His presence on campus was enough to drive out some of the worst of the progressives. His actions led to the departure of others. I am not sure how many were actually fired but I think most left of their own accord when they saw which way the wind was blowing. To be sure, he paid a heavy personal price in the earliest days as he was severely opposed and bitterly assailed by his foes, verbally at least.

I want to be fair and give Al his due. But what happened at Southern would not have happened without a major changes at the denominational level from Adrian Rogers to James Merritt and a plethora of others.

Jeff Straub

Ben Howard's picture

Tyler,

Jeff is right.  If you get some extra time (I know probably not until after seminary!), I would encourage you to read David Beale's book, "S.B.C. House on the Sand" written in the 80's, which paints a very accurate picture of our Southern Baptist Seminaries, Colleges and boards; and then in juxtaposition to that history read Paul Pressler's, "A Hill on Which to Die: One Southern Baptist's Journey."  Paul Pressler and Paige Patterson originally came up with the political grassroots strategy that came to be known as the Conservative Resurgence that eventually returned every Southern Baptist Convention Agency, Board and Seminary to theologically conservative roots.  It is the reason that I had the incredible education I had at Southeastern Seminary, which was at one point, the most liberal Seminary in the SBC!  God used these men and thousands of local Southern Baptist pastors all across the United States to fight to restore to Biblical foundations to the largest Protestant denomination in the United States.  Even if they don't consider themselves fundamentalists, they risked much more personally and professionally than any fundamentalist in the last 50 years fighting over music, and today I get to reap the benefits of their militant stand for the truth.

[Records pointing to named objects]

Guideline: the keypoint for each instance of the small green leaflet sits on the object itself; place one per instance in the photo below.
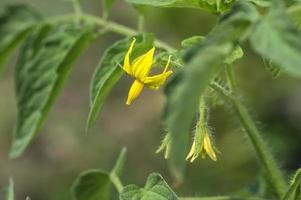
(261, 3)
(96, 184)
(15, 24)
(236, 54)
(276, 38)
(109, 71)
(107, 5)
(274, 70)
(212, 5)
(43, 65)
(92, 185)
(293, 192)
(155, 189)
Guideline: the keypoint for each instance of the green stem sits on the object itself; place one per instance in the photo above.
(141, 23)
(265, 156)
(295, 184)
(116, 182)
(77, 9)
(110, 26)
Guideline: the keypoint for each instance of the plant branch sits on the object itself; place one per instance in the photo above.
(77, 8)
(265, 156)
(295, 183)
(116, 182)
(110, 26)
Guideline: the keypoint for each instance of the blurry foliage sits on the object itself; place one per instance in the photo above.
(50, 47)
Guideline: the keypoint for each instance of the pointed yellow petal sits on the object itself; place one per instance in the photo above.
(154, 82)
(142, 65)
(191, 153)
(134, 92)
(167, 64)
(126, 63)
(208, 148)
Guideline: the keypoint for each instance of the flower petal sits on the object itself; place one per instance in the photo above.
(142, 65)
(208, 148)
(126, 63)
(134, 92)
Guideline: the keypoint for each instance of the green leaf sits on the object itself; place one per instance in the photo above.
(261, 3)
(275, 38)
(10, 195)
(107, 5)
(96, 184)
(203, 62)
(273, 69)
(212, 5)
(109, 71)
(294, 189)
(43, 65)
(155, 188)
(15, 23)
(236, 54)
(92, 185)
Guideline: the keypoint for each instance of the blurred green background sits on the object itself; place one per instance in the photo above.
(63, 149)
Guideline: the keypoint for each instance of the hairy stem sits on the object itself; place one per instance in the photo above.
(295, 184)
(108, 25)
(274, 174)
(141, 23)
(77, 8)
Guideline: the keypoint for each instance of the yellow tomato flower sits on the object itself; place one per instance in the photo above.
(139, 69)
(201, 148)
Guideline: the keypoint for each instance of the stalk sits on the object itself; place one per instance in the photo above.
(265, 156)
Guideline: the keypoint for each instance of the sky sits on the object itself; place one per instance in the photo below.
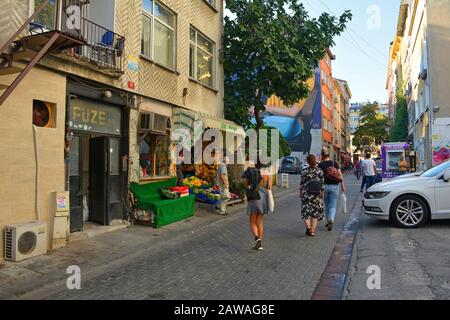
(362, 51)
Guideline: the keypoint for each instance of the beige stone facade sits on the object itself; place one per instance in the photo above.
(18, 163)
(156, 89)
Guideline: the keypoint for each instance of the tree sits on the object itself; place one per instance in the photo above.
(373, 128)
(399, 130)
(271, 48)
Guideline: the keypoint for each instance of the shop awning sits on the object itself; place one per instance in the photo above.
(185, 119)
(213, 122)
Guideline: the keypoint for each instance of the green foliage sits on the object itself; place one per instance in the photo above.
(272, 47)
(372, 130)
(399, 130)
(284, 147)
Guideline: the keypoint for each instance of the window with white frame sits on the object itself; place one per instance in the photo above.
(158, 41)
(201, 58)
(46, 19)
(212, 2)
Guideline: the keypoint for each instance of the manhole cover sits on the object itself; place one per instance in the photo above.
(446, 285)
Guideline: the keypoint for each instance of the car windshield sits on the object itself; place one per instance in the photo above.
(433, 172)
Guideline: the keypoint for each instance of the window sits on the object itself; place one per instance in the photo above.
(212, 2)
(201, 58)
(46, 19)
(154, 155)
(154, 145)
(44, 114)
(158, 33)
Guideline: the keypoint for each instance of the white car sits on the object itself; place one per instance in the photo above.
(412, 201)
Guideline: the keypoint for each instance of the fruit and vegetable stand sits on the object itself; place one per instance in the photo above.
(161, 202)
(207, 192)
(203, 191)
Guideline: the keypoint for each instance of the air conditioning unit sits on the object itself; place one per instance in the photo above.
(26, 240)
(423, 74)
(154, 122)
(160, 123)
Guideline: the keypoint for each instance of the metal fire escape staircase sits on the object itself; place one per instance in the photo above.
(29, 50)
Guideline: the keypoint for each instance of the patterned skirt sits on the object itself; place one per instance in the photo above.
(312, 207)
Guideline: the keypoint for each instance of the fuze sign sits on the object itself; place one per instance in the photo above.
(95, 117)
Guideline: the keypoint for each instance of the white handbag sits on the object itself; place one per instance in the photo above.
(271, 201)
(344, 203)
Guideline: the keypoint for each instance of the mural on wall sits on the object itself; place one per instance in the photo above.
(300, 124)
(441, 141)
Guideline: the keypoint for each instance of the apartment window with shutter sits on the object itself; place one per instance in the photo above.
(201, 58)
(154, 147)
(158, 39)
(212, 3)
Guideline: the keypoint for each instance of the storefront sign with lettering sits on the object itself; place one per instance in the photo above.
(91, 116)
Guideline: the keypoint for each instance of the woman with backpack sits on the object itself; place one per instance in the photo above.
(311, 193)
(333, 178)
(257, 203)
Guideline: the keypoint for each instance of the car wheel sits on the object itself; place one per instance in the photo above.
(409, 211)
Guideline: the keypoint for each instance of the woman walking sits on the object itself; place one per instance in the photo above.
(311, 193)
(257, 206)
(333, 178)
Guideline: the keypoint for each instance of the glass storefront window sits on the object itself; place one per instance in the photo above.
(154, 155)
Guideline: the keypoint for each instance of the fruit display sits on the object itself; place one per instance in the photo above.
(207, 172)
(169, 194)
(194, 182)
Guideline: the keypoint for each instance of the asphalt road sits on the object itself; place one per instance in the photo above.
(211, 262)
(413, 263)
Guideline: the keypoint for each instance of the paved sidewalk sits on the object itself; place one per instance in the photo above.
(205, 257)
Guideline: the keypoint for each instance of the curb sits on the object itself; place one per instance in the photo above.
(332, 282)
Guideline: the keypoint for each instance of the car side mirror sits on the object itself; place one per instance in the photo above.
(447, 176)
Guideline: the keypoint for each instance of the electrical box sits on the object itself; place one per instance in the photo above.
(62, 204)
(60, 230)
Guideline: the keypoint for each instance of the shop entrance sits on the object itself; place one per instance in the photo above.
(95, 181)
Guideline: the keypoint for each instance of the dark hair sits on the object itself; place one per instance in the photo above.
(325, 152)
(312, 161)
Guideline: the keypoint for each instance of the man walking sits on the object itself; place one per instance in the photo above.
(403, 165)
(369, 171)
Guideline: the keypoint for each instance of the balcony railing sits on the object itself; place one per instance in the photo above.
(102, 46)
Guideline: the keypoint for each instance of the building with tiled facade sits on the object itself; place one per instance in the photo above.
(142, 69)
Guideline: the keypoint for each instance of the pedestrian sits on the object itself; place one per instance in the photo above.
(311, 193)
(369, 168)
(179, 167)
(358, 170)
(333, 178)
(403, 165)
(257, 204)
(222, 182)
(363, 182)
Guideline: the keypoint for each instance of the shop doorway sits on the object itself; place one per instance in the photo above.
(94, 180)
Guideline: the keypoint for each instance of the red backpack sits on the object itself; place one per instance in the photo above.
(334, 174)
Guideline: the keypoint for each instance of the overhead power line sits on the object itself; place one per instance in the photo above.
(356, 34)
(353, 42)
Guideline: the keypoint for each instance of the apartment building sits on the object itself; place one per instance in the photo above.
(342, 97)
(91, 91)
(419, 69)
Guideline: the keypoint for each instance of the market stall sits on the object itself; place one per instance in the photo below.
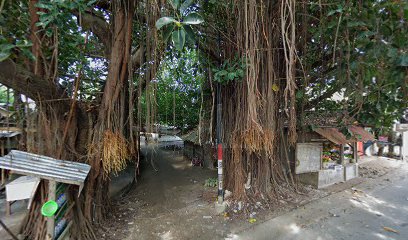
(61, 175)
(327, 156)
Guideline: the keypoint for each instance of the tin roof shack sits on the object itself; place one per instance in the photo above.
(203, 152)
(60, 174)
(325, 156)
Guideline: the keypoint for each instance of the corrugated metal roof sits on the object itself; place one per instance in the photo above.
(333, 134)
(361, 134)
(8, 134)
(46, 167)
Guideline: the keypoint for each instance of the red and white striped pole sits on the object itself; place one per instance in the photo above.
(219, 166)
(219, 147)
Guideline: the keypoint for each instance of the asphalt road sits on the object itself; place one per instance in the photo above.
(376, 209)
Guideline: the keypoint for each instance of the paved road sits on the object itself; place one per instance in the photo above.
(359, 213)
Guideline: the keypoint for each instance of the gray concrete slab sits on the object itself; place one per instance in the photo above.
(360, 213)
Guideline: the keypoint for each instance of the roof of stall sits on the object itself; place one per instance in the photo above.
(332, 134)
(361, 134)
(46, 167)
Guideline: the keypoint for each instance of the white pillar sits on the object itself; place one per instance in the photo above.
(404, 147)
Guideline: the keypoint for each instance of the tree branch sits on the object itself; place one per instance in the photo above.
(25, 82)
(329, 93)
(98, 26)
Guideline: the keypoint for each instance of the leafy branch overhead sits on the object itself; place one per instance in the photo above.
(179, 26)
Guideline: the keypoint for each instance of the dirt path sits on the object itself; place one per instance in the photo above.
(170, 203)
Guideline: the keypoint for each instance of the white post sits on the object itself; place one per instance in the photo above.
(52, 186)
(404, 147)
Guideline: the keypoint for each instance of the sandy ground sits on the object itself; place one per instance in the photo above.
(374, 209)
(173, 203)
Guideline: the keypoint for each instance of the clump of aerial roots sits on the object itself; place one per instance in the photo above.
(115, 152)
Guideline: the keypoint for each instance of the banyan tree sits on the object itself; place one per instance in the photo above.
(86, 64)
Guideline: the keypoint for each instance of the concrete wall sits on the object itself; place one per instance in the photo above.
(203, 152)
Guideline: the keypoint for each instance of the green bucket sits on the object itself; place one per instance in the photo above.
(49, 208)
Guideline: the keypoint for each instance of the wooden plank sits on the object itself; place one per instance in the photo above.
(308, 157)
(52, 185)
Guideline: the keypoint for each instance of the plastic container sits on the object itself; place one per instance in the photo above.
(49, 208)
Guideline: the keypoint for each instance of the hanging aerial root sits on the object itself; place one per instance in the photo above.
(115, 153)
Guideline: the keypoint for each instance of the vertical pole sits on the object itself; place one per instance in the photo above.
(218, 133)
(219, 146)
(404, 147)
(342, 154)
(3, 171)
(52, 185)
(355, 152)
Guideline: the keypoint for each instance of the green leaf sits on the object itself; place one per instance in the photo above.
(167, 31)
(193, 18)
(23, 44)
(403, 60)
(275, 87)
(28, 53)
(186, 4)
(175, 4)
(164, 21)
(4, 55)
(6, 47)
(179, 38)
(231, 76)
(190, 34)
(43, 5)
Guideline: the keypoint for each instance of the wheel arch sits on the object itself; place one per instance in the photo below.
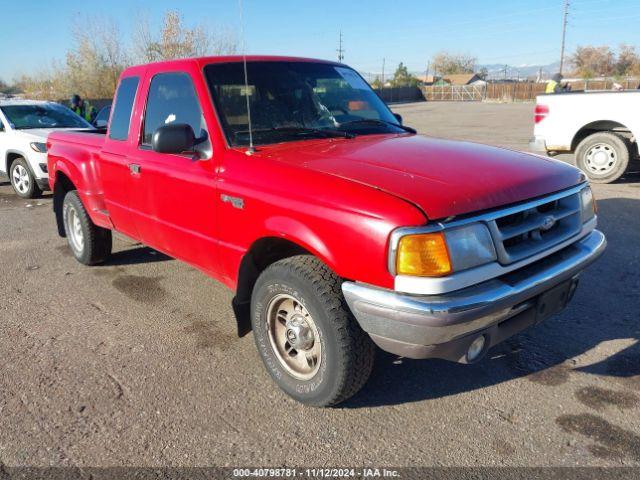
(11, 156)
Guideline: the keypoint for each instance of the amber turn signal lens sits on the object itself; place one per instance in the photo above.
(423, 255)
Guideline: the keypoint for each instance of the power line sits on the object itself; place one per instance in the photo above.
(340, 49)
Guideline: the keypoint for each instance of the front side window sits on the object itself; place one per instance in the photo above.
(42, 115)
(295, 100)
(172, 100)
(121, 118)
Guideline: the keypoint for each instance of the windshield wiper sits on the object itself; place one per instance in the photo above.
(326, 132)
(377, 121)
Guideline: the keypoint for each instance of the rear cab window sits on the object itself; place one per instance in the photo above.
(121, 117)
(172, 99)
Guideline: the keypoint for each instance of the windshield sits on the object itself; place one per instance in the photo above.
(295, 100)
(45, 115)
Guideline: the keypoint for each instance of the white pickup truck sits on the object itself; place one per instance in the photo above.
(601, 128)
(24, 127)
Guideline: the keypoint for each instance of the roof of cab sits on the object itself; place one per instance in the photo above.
(202, 61)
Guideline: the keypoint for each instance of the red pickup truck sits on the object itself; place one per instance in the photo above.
(337, 227)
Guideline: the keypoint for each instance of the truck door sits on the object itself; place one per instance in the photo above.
(114, 166)
(174, 196)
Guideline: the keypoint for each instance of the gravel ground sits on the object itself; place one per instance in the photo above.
(136, 362)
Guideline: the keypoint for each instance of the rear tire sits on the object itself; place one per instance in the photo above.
(89, 243)
(309, 341)
(22, 180)
(603, 157)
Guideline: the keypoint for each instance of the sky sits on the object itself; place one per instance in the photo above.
(36, 33)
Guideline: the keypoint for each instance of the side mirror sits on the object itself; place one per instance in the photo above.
(177, 138)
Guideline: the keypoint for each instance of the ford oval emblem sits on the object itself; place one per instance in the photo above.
(548, 223)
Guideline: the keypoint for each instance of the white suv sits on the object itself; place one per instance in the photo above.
(24, 127)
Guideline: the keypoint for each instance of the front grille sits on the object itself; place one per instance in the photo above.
(523, 233)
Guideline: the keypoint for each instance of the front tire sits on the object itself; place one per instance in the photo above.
(22, 180)
(309, 341)
(603, 156)
(89, 243)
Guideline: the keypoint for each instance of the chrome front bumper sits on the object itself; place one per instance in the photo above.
(442, 326)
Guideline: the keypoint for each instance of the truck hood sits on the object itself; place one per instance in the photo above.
(441, 177)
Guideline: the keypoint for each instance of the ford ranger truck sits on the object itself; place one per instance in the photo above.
(336, 227)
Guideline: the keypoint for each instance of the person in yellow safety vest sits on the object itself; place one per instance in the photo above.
(553, 85)
(83, 108)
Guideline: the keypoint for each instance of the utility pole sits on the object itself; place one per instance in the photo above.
(565, 20)
(340, 49)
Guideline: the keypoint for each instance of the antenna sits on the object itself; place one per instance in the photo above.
(246, 80)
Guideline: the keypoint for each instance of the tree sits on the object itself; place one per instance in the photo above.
(91, 67)
(590, 61)
(175, 40)
(402, 77)
(95, 64)
(445, 63)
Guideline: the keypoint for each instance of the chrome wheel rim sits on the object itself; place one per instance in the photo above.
(20, 179)
(74, 229)
(294, 336)
(601, 159)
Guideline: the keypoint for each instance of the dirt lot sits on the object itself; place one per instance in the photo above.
(136, 362)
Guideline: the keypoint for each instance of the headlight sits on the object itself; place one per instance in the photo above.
(39, 147)
(441, 253)
(588, 204)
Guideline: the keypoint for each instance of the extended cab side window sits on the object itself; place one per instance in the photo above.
(121, 118)
(172, 99)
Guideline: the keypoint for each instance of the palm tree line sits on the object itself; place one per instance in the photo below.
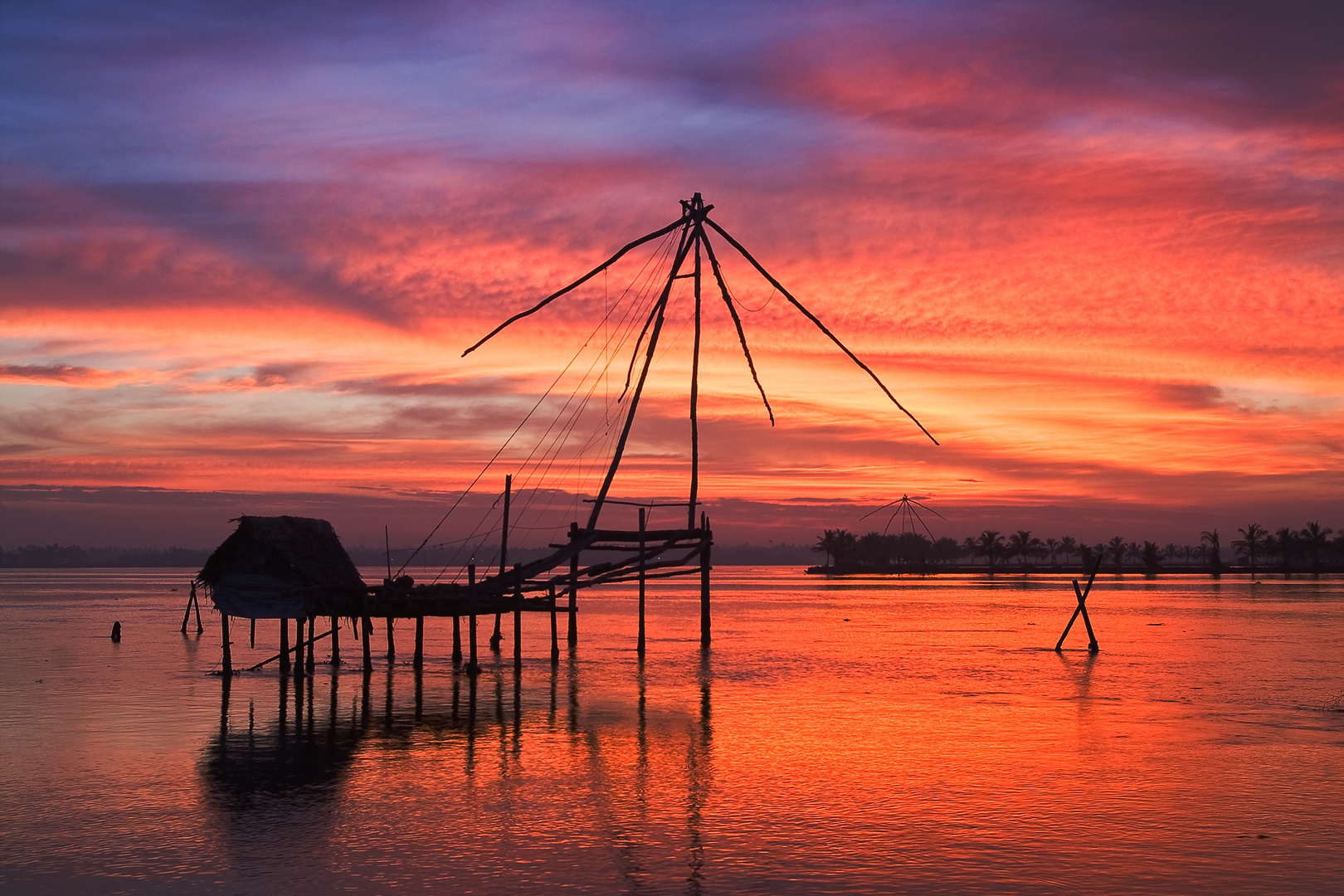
(1287, 550)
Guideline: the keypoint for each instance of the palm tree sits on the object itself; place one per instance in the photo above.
(1313, 540)
(1116, 547)
(1213, 550)
(1151, 555)
(827, 544)
(990, 544)
(1022, 544)
(1252, 542)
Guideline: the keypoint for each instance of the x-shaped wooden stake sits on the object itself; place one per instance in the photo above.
(1082, 607)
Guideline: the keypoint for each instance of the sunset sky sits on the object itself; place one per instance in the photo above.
(1096, 247)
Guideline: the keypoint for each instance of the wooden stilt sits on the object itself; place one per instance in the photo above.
(472, 666)
(509, 489)
(299, 648)
(572, 637)
(364, 625)
(420, 644)
(555, 635)
(229, 657)
(186, 614)
(639, 646)
(706, 543)
(518, 617)
(1082, 609)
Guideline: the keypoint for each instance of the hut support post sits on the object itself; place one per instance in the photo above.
(555, 633)
(518, 617)
(284, 646)
(706, 542)
(574, 589)
(229, 657)
(472, 666)
(498, 637)
(299, 648)
(643, 523)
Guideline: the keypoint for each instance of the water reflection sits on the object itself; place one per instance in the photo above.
(624, 751)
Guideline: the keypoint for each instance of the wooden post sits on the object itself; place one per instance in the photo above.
(364, 625)
(706, 542)
(229, 657)
(555, 635)
(1082, 609)
(695, 394)
(574, 587)
(643, 523)
(509, 488)
(472, 666)
(299, 648)
(518, 617)
(186, 614)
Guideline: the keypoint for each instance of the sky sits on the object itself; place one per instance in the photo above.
(1096, 247)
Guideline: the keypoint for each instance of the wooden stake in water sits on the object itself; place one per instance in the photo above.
(1082, 609)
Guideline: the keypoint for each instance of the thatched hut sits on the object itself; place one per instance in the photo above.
(283, 567)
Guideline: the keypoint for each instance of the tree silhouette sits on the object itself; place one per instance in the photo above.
(990, 544)
(1213, 550)
(1116, 547)
(1253, 542)
(1315, 542)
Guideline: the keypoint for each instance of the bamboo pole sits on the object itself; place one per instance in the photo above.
(640, 642)
(555, 635)
(472, 666)
(706, 542)
(227, 659)
(364, 625)
(644, 373)
(572, 637)
(518, 617)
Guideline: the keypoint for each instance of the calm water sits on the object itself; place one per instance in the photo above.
(841, 737)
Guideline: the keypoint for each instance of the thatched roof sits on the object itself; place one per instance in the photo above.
(300, 558)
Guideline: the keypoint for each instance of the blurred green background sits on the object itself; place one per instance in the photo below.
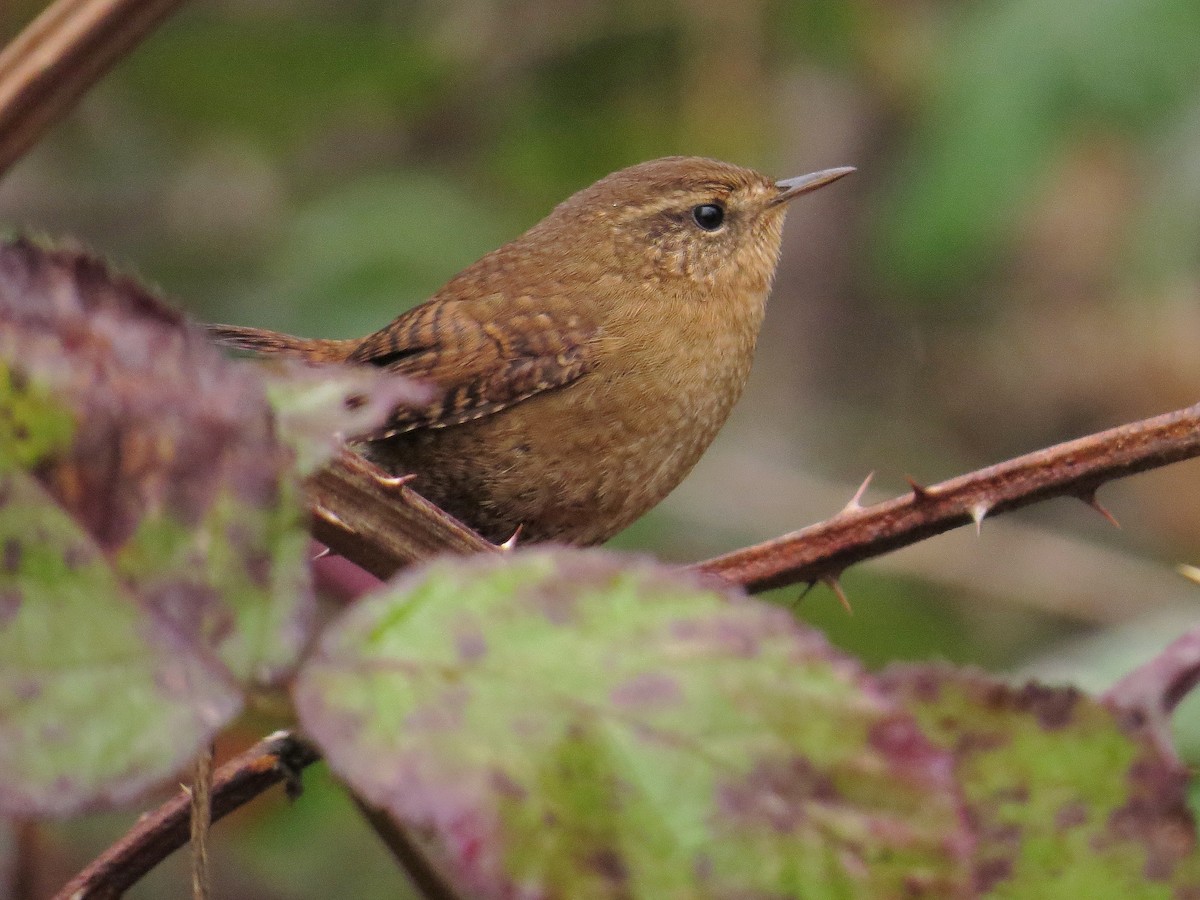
(1015, 263)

■ Jobs ■
- a) Translate the sentence "His actions led to the departure of others." from the text on Southern Baptist seminaries into Spanish.
- b) According to the text on Southern Baptist seminaries, who originally came up with the political grassroots strategy that came to be known as the Conservative Resurgence?
- c) Reproduce word for word the part of the text on Southern Baptist seminaries that opens with the words containing "His presence on" and closes with "plethora of others.".

■ Task solutions ■
- a) Sus acciones provocaron la salida de otros.

- b) Paul Pressler and Paige Patterson.

- c)
His presence on campus was enough to drive out some of the worst of the progressives. His actions led to the departure of others. I am not sure how many were actually fired but I think most left of their own accord when they saw which way the wind was blowing. To be sure, he paid a heavy personal price in the earliest days as he was severely opposed and bitterly assailed by his foes, verbally at least.

I want to be fair and give Al his due. But what happened at Southern would not have happened without a major changes at the denominational level from Adrian Rogers to James Merritt and a plethora of others.